Given task: Could you render the material below as a numbered list, leaving out blank lines and any pictures?

Items listed in a dataset
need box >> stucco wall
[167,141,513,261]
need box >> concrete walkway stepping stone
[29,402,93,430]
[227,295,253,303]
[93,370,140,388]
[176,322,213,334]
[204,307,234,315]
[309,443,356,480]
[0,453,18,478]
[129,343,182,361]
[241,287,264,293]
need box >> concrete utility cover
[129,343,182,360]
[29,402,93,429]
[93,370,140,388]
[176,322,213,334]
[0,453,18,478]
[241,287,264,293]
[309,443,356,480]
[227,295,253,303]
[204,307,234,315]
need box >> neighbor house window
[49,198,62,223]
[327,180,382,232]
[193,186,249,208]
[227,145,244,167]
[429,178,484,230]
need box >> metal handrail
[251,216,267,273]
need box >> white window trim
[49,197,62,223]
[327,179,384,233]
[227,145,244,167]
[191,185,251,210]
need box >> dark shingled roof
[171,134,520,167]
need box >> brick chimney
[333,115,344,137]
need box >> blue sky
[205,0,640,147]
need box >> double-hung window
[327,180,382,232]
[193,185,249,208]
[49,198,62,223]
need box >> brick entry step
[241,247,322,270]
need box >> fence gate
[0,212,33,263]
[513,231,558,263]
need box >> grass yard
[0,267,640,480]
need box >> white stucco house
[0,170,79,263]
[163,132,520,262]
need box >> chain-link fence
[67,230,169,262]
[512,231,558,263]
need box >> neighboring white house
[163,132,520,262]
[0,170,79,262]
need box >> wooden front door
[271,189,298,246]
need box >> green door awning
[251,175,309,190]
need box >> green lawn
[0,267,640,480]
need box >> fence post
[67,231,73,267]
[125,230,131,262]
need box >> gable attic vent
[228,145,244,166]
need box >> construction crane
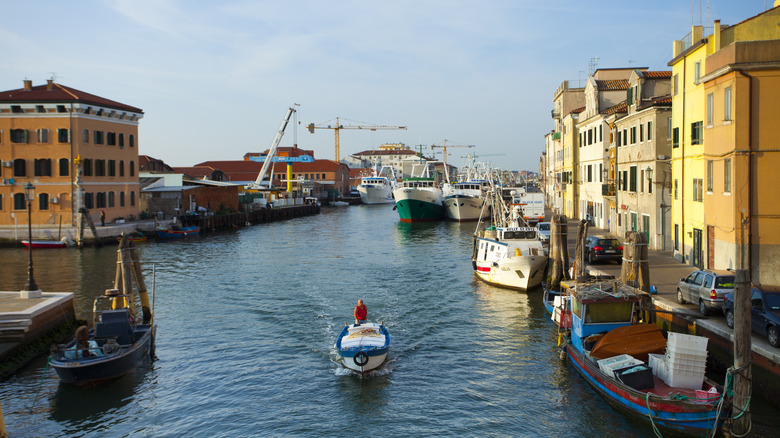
[306,117,406,163]
[431,140,474,166]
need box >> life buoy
[352,351,368,367]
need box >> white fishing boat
[357,166,396,204]
[393,164,444,222]
[442,181,485,222]
[336,322,390,374]
[472,188,547,291]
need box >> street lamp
[23,182,40,292]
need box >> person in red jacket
[355,300,368,325]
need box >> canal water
[0,205,777,437]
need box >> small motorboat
[155,226,200,239]
[336,322,390,374]
[22,240,65,249]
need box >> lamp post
[23,182,40,292]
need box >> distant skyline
[0,0,774,171]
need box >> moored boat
[560,281,727,436]
[336,322,390,374]
[471,192,547,291]
[22,240,66,249]
[155,225,200,239]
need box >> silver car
[677,269,734,315]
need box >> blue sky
[0,0,773,170]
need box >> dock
[0,291,76,378]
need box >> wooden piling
[731,269,753,436]
[620,231,650,292]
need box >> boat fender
[352,351,368,367]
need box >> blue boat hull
[51,325,156,385]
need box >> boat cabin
[570,282,641,352]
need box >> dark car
[723,287,780,347]
[585,236,623,265]
[677,269,734,316]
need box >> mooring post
[731,269,753,435]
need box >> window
[11,129,27,143]
[14,158,27,176]
[38,193,49,210]
[37,128,49,143]
[81,158,92,176]
[693,178,704,202]
[33,158,51,176]
[14,193,27,210]
[723,87,731,120]
[57,128,70,143]
[723,158,731,193]
[691,122,702,144]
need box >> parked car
[536,222,550,243]
[585,235,623,265]
[677,269,734,315]
[723,286,780,347]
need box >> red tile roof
[596,79,628,91]
[0,82,143,114]
[601,100,628,115]
[642,70,672,79]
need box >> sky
[0,0,773,170]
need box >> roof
[601,100,628,115]
[0,82,143,114]
[640,70,672,79]
[352,149,417,156]
[596,79,628,91]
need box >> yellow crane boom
[306,117,406,163]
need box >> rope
[30,356,52,414]
[645,391,663,438]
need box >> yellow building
[702,32,780,285]
[0,80,143,226]
[669,2,780,268]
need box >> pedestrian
[355,300,368,325]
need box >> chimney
[712,20,720,53]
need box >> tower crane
[306,117,406,163]
[431,140,474,166]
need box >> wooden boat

Result of this exercise:
1. need box >> stucco wall
2. [167,141,513,261]
3. need box >> concrete walkway stepping stone
4. [29,402,93,430]
5. [227,295,253,303]
6. [93,370,140,388]
7. [176,322,213,334]
8. [204,307,234,315]
9. [309,443,356,480]
10. [0,453,18,478]
11. [129,343,182,361]
12. [241,287,264,293]
13. need box >> concrete utility cover
14. [129,343,182,360]
15. [29,402,93,429]
16. [93,370,140,388]
17. [176,322,213,334]
18. [0,453,18,478]
19. [241,287,264,293]
20. [309,443,356,480]
21. [227,295,253,303]
22. [204,307,234,315]
23. need box >> neighbor house window
24. [49,198,62,223]
25. [327,180,382,232]
26. [193,186,249,208]
27. [227,145,244,167]
28. [429,178,484,230]
29. need box >> metal handrail
30. [251,216,267,273]
31. need box >> white window trim
32. [49,197,62,223]
33. [327,179,384,233]
34. [227,145,244,167]
35. [191,185,251,210]
36. need box >> dark shingled roof
37. [171,134,520,167]
38. need box >> brick chimney
39. [333,115,344,137]
40. need box >> blue sky
41. [205,0,640,147]
42. need box >> double-hung window
43. [327,180,382,232]
44. [193,185,249,208]
45. [49,198,62,223]
46. need box >> brick entry step
47. [241,247,322,270]
48. need box >> fence gate
49. [0,212,33,263]
50. [513,231,558,263]
51. need box >> grass yard
52. [0,267,640,480]
53. need box >> white stucco house
54. [0,170,79,263]
55. [163,132,520,262]
56. need box >> chain-link fence
57. [67,230,169,262]
58. [512,231,558,263]
59. need box >> neighboring white house
60. [163,132,520,262]
61. [0,170,79,262]
62. need box >> wooden front door
63. [271,189,298,246]
64. need box >> green door awning
65. [251,175,309,190]
66. need box >> green lawn
67. [0,267,640,480]
68. need box >> fence post
69. [67,231,73,267]
70. [125,230,131,262]
71. need box >> gable attic vent
72. [228,145,244,166]
73. need box >> construction crane
74. [306,117,406,163]
75. [431,140,474,166]
76. need box >> life buoy
77. [352,351,368,367]
78. need box >> white fishing boat
79. [357,166,396,204]
80. [393,164,444,222]
81. [442,181,485,222]
82. [336,322,390,374]
83. [472,188,547,291]
84. need box >> street lamp
85. [23,182,40,292]
86. need box >> person in red jacket
87. [355,300,368,325]
88. need box >> canal water
89. [0,205,777,437]
90. need box >> small motorboat
91. [155,226,200,239]
92. [336,322,390,374]
93. [22,240,65,249]
94. need box >> lamp post
95. [23,182,40,292]
96. need box >> distant skyline
97. [0,0,774,171]
98. need box >> moored boat
99. [560,281,727,436]
100. [336,322,390,374]
101. [471,192,547,291]
102. [22,240,66,249]
103. [155,225,200,239]
104. need box >> silver car
105. [677,269,734,315]
106. need box >> blue sky
107. [0,0,773,170]
108. need box >> dock
109. [0,291,76,378]
110. need box >> wooden piling
111. [731,269,753,436]
112. [620,231,650,292]
113. need box >> boat fender
114. [352,351,368,367]
115. need box >> blue boat hull
116. [51,325,156,385]
117. need box >> boat cabin
118. [570,282,641,352]
119. need box >> dark car
120. [723,287,780,347]
121. [585,236,623,265]
122. [677,269,734,316]
123. need box >> mooring post
124. [731,269,753,435]
125. need box >> window
126. [11,129,27,143]
127. [14,158,27,176]
128. [38,193,49,210]
129. [37,128,49,143]
130. [81,158,92,176]
131. [693,178,704,202]
132. [33,158,51,176]
133. [14,193,27,210]
134. [723,87,731,120]
135. [57,128,70,143]
136. [723,158,731,193]
137. [691,122,702,144]
138. need box >> parked car
139. [536,222,550,243]
140. [585,235,623,265]
141. [677,269,734,315]
142. [723,286,780,347]
143. need box >> red tile roof
144. [596,79,628,91]
145. [0,82,143,114]
146. [601,100,628,115]
147. [642,70,672,79]
148. need box >> sky
149. [0,0,773,170]
150. need box >> roof
151. [601,100,628,115]
152. [0,82,143,114]
153. [640,70,672,79]
154. [352,149,417,156]
155. [596,79,628,91]
156. need box >> yellow crane boom
157. [306,117,406,163]
158. need box >> rope
159. [30,356,52,414]
160. [645,391,663,438]
161. need box >> yellow building
162. [702,32,780,285]
163. [0,80,143,226]
164. [669,2,780,268]
165. need box >> pedestrian
166. [355,300,368,325]
167. need box >> chimney
168. [712,20,720,53]
169. need box >> tower crane
170. [306,117,406,163]
171. [431,140,474,166]
172. need box >> wooden boat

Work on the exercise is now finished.